Copy the lines below word for word, leaving out the pictures.

[Given records]:

____

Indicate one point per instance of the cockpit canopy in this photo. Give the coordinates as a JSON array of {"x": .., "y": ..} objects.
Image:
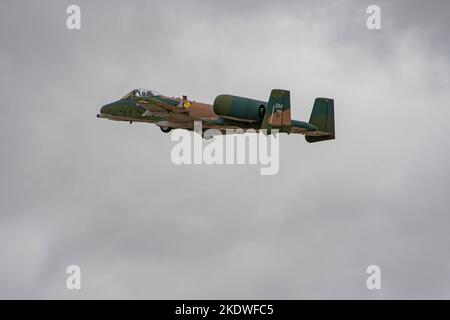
[{"x": 141, "y": 93}]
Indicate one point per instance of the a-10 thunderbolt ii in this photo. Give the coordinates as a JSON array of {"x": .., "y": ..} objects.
[{"x": 227, "y": 112}]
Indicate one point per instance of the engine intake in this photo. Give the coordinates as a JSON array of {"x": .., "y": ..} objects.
[{"x": 239, "y": 108}]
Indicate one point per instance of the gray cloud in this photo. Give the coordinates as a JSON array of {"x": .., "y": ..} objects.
[{"x": 104, "y": 195}]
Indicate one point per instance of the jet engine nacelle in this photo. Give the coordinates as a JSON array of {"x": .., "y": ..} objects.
[{"x": 239, "y": 108}]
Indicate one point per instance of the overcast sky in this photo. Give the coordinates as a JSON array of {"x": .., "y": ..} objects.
[{"x": 105, "y": 195}]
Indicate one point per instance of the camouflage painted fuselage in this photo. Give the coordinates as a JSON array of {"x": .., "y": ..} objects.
[{"x": 227, "y": 112}]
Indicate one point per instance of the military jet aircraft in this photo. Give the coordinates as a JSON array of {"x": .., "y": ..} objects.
[{"x": 227, "y": 112}]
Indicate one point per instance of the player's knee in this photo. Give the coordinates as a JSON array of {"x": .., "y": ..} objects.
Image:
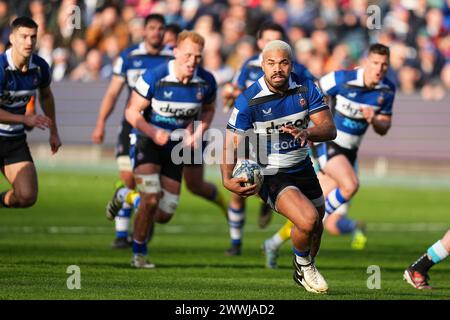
[
  {"x": 331, "y": 227},
  {"x": 162, "y": 217},
  {"x": 149, "y": 201},
  {"x": 237, "y": 203},
  {"x": 308, "y": 222},
  {"x": 195, "y": 187}
]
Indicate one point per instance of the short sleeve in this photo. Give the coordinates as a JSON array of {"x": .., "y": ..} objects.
[
  {"x": 328, "y": 83},
  {"x": 120, "y": 65},
  {"x": 211, "y": 92},
  {"x": 145, "y": 85},
  {"x": 46, "y": 77},
  {"x": 386, "y": 108}
]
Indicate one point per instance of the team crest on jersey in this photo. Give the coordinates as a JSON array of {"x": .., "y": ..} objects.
[
  {"x": 199, "y": 95},
  {"x": 302, "y": 101}
]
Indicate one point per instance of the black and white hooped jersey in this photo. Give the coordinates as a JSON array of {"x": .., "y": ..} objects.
[
  {"x": 18, "y": 87},
  {"x": 263, "y": 113},
  {"x": 135, "y": 60},
  {"x": 351, "y": 94},
  {"x": 173, "y": 104}
]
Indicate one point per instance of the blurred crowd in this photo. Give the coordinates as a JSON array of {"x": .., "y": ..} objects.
[{"x": 326, "y": 34}]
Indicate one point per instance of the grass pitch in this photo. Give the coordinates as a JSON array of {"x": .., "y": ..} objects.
[{"x": 68, "y": 227}]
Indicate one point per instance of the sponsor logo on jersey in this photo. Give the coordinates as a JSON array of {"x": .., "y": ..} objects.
[
  {"x": 285, "y": 145},
  {"x": 299, "y": 123},
  {"x": 137, "y": 63}
]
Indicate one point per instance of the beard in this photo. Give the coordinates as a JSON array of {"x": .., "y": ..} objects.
[{"x": 279, "y": 83}]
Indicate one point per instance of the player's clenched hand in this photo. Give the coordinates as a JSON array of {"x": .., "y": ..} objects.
[
  {"x": 55, "y": 143},
  {"x": 228, "y": 97},
  {"x": 300, "y": 135},
  {"x": 160, "y": 137},
  {"x": 97, "y": 135},
  {"x": 38, "y": 121},
  {"x": 368, "y": 113},
  {"x": 234, "y": 185}
]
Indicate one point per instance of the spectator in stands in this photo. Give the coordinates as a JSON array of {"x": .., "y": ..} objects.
[{"x": 104, "y": 24}]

____

[Solution]:
Indicate one point per instance of the cockpit canopy in this photo. Give the coordinates as a JSON array of {"x": .., "y": ..} objects.
Image:
[{"x": 141, "y": 93}]
Indicate one point per instance of the a-10 thunderbolt ii in this photo. Give the coordinates as a JSON array of {"x": .., "y": ..} objects.
[{"x": 227, "y": 112}]
Indicate one point per instance of the engine intake in this photo. Give the coordinates as a JSON array of {"x": .., "y": ..} objects.
[{"x": 239, "y": 108}]
Indicate one point per instance of the gray cloud in this photo. Give the coordinates as a JSON array of {"x": .., "y": ..} objects.
[{"x": 104, "y": 195}]
Indicate one point per instance of the jet engine nacelle in this photo. Give the coordinates as a JSON array of {"x": .., "y": ..} objects.
[{"x": 239, "y": 108}]
Indicate one point per instance of the overcast sky in this photo. Give the coordinates as a JSON array of {"x": .., "y": ..} objects.
[{"x": 105, "y": 195}]
Indicate one point per instance of the camouflage painted fuselage in this photo. Give the coordinates as a JSON array of {"x": .., "y": ..} objects.
[{"x": 227, "y": 112}]
Indicate one point per instance of the military jet aircraft in this photo. Give the coordinates as a JSON array of {"x": .., "y": ..} objects.
[{"x": 227, "y": 112}]
Indicate one point per instance of the player's knee in this photo. Give the coordinates as a JSON array of {"x": .., "y": ..} objects.
Image:
[
  {"x": 331, "y": 227},
  {"x": 162, "y": 217},
  {"x": 149, "y": 201},
  {"x": 237, "y": 203},
  {"x": 308, "y": 222},
  {"x": 195, "y": 187}
]
Indicate one point per instance of the short sleeve in this photo. Give the coordinates as a JSON array of {"x": .., "y": ..} objects.
[
  {"x": 328, "y": 83},
  {"x": 120, "y": 65},
  {"x": 211, "y": 92},
  {"x": 145, "y": 85},
  {"x": 46, "y": 77},
  {"x": 386, "y": 108}
]
Indicate one point per instance of the team crest on jersey in this photo. Give the coordinates as a JSON array of {"x": .., "y": ..} objects.
[
  {"x": 199, "y": 95},
  {"x": 302, "y": 101}
]
Indicate one point per instance of the black and white hooped jersey in this photo. Give the coordinates as a JSON array of {"x": .., "y": ..} objects.
[
  {"x": 18, "y": 87},
  {"x": 263, "y": 113},
  {"x": 135, "y": 60},
  {"x": 351, "y": 94},
  {"x": 173, "y": 104}
]
Indicate one point per instance of the blurred crowd in this photo. Give the coordinates as a JSON array of {"x": .., "y": ..} objects.
[{"x": 326, "y": 34}]
Indicate one point per instance of the grass pitch in this photo. Give the coordinates as a JSON array of {"x": .., "y": ..} objects.
[{"x": 68, "y": 227}]
Indicate one point per instance of the sponsor logo on jersey in this photo. Give the coordinates as a JSON array of {"x": .., "y": ..} objects.
[
  {"x": 285, "y": 145},
  {"x": 299, "y": 123},
  {"x": 137, "y": 63}
]
Indicate one point per instance of the beard in this photo. Give the coordinates as a JSON array of {"x": .., "y": ..} objects.
[{"x": 279, "y": 83}]
Indicate one point per instance of the player's clenched hand in this photo. Give the coordinates as a JSON array of {"x": .., "y": ..} objects.
[
  {"x": 55, "y": 143},
  {"x": 228, "y": 97},
  {"x": 300, "y": 135},
  {"x": 160, "y": 137},
  {"x": 97, "y": 135},
  {"x": 38, "y": 121},
  {"x": 368, "y": 113},
  {"x": 234, "y": 185}
]
Indicate one point per instance of the spectator in stands in this photo. Give the coordinates as a JSON array of {"x": .., "y": ..} objects.
[{"x": 104, "y": 24}]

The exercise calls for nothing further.